EXERCISE GOAL:
Print, please, the line that contains "Could you point out the parked" and each line after it to the end of the entries, unchanged and with nothing else.

Segment Start: DATA UNDER STUDY

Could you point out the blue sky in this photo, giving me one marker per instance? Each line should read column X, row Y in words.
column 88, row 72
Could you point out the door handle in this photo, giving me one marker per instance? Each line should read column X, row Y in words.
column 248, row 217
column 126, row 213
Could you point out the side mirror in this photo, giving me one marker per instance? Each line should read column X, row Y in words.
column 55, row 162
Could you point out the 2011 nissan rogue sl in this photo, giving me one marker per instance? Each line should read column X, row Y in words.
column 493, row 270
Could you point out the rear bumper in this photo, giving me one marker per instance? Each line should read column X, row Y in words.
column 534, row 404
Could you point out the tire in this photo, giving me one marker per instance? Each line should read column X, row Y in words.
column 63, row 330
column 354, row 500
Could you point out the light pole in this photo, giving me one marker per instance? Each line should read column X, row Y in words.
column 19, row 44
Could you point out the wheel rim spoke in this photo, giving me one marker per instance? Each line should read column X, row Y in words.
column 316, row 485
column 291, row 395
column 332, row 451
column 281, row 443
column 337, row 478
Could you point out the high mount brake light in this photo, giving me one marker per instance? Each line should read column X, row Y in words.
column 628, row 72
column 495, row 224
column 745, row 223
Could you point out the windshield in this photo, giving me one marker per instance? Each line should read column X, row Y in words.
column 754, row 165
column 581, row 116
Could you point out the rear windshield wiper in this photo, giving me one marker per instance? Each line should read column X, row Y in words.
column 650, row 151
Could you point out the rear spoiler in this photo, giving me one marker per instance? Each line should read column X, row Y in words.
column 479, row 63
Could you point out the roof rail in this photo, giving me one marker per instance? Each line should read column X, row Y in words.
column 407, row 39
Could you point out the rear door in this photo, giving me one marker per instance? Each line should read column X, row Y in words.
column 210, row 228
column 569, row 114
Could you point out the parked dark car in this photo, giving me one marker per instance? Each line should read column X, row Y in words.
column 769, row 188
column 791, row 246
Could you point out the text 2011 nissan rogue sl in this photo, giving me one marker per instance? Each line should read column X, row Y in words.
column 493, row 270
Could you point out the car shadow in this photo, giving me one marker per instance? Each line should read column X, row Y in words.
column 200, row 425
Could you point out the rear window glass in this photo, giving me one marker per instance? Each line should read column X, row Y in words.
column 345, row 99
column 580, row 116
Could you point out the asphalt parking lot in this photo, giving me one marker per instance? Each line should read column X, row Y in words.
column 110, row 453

Segment End: DATA UNDER STUDY

YOUR RESPONSE:
Could you point out the parked dark car in this photo, giving me one marker per instance? Each line should read column X, row Y in words.
column 769, row 188
column 791, row 246
Could you point out the text 2011 nissan rogue sl in this photo, giving me one marker per instance? Each line should read column X, row Y in words.
column 493, row 270
Could you point out the car shadow in this photo, giving me one marker per instance? Each line should read column X, row Y in words.
column 200, row 425
Could you point out the rear window glass in this photo, giving me one marker per instance? Each line should read column X, row Y in words.
column 345, row 99
column 580, row 116
Could you point out the asphalt parking lot in this photo, giving me one marker per instance? Each line should read column X, row Y in words.
column 110, row 453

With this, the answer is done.